Stored data entries
┄┄┄┄┄┄┄┄┄┄

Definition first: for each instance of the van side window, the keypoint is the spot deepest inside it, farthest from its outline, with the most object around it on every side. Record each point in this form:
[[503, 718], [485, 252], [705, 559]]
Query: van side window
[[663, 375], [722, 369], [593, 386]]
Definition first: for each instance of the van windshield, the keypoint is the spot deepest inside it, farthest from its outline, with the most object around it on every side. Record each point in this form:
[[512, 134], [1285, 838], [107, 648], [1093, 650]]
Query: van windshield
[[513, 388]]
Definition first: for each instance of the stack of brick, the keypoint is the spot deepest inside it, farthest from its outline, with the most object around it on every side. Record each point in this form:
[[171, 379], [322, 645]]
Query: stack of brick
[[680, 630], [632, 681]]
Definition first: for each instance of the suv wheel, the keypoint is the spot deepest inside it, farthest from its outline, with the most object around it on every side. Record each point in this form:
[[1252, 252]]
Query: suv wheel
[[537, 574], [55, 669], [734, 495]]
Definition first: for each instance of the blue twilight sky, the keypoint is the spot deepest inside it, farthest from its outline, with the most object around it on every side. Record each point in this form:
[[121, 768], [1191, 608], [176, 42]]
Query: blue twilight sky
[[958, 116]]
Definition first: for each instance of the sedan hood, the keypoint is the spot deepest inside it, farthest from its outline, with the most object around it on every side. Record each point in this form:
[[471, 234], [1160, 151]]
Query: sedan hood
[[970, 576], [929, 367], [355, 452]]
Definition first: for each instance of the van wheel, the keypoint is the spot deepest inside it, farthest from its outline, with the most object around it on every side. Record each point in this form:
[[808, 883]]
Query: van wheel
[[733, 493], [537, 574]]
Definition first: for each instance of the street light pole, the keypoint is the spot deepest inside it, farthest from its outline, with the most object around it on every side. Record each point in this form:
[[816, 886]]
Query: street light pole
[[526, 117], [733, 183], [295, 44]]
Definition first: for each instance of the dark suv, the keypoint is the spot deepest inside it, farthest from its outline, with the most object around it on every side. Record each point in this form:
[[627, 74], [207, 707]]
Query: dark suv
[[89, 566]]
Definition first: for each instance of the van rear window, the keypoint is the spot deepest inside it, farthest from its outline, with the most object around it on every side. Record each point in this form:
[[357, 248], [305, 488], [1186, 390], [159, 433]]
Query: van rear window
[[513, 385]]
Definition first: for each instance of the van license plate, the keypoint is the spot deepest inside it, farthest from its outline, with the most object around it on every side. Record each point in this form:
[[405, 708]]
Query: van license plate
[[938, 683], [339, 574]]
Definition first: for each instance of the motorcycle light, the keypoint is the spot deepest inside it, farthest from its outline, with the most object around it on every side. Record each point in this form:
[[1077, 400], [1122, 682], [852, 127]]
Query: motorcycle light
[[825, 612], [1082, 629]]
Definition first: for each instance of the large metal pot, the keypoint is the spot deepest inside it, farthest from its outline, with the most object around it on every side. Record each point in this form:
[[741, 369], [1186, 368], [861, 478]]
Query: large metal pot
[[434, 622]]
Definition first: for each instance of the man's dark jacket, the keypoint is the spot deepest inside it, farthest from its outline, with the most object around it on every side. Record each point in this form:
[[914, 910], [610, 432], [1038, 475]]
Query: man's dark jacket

┄┄┄┄┄┄┄┄┄┄

- Exercise prompt
Reproduce only the part of the records that opens with the line containing "Definition first: for each instance of the street" and runs through the end of the records. Replace "keypoint" with "target point" throughout, and keep every other character unchanged.

- Output
Definition first: for each instance of the street light pole, the target point is the spot deepest inside it, farthest from its outline, with the most object around it on every side. Record each point in this form:
[[816, 886]]
Query: street light pole
[[526, 117], [733, 183], [295, 44]]
Definition first: for each instance of the dark suv, the target point is the spot deepest inside it, farthest from its outline, with the most object around it on every side. Record each point in this form:
[[627, 74], [207, 707]]
Query: dark suv
[[89, 566]]
Definition first: for each instance of the van rear window, the target point is the spot deepest inside it, farthest from its outline, with the most object around it on every side. Record each point in this form:
[[357, 248], [305, 488], [1186, 390], [159, 433]]
Query: van rear window
[[513, 385]]
Definition first: for each instance of the van license plate, the target point is the spot deepest inside it, farthest from its outline, with the most object around it on every side. Record each point in this form:
[[405, 708]]
Query: van license plate
[[938, 683], [339, 574]]
Definition first: for each instance of the motorcycle light, the target point is the spot deepest inside it, farthest from its outline, with the most object around it on every side. Record each point in this form:
[[1077, 400], [1122, 682], [852, 127]]
Query: motorcycle light
[[825, 612], [1082, 629]]
Definition first: for each instance of the large metal pot, the target point is the spot deepest inside it, farthest from its outline, with the most object around it on every side. Record each point in this form:
[[741, 369], [1186, 368], [861, 478]]
Query: large metal pot
[[434, 622]]
Definition first: for each instance of the man's dark jacket, the target point is the spot deepest inside it, farthest from its outline, with the most object around it on every side. Record each point in this form:
[[914, 910], [610, 432], [1038, 475]]
Query: man's dark jacket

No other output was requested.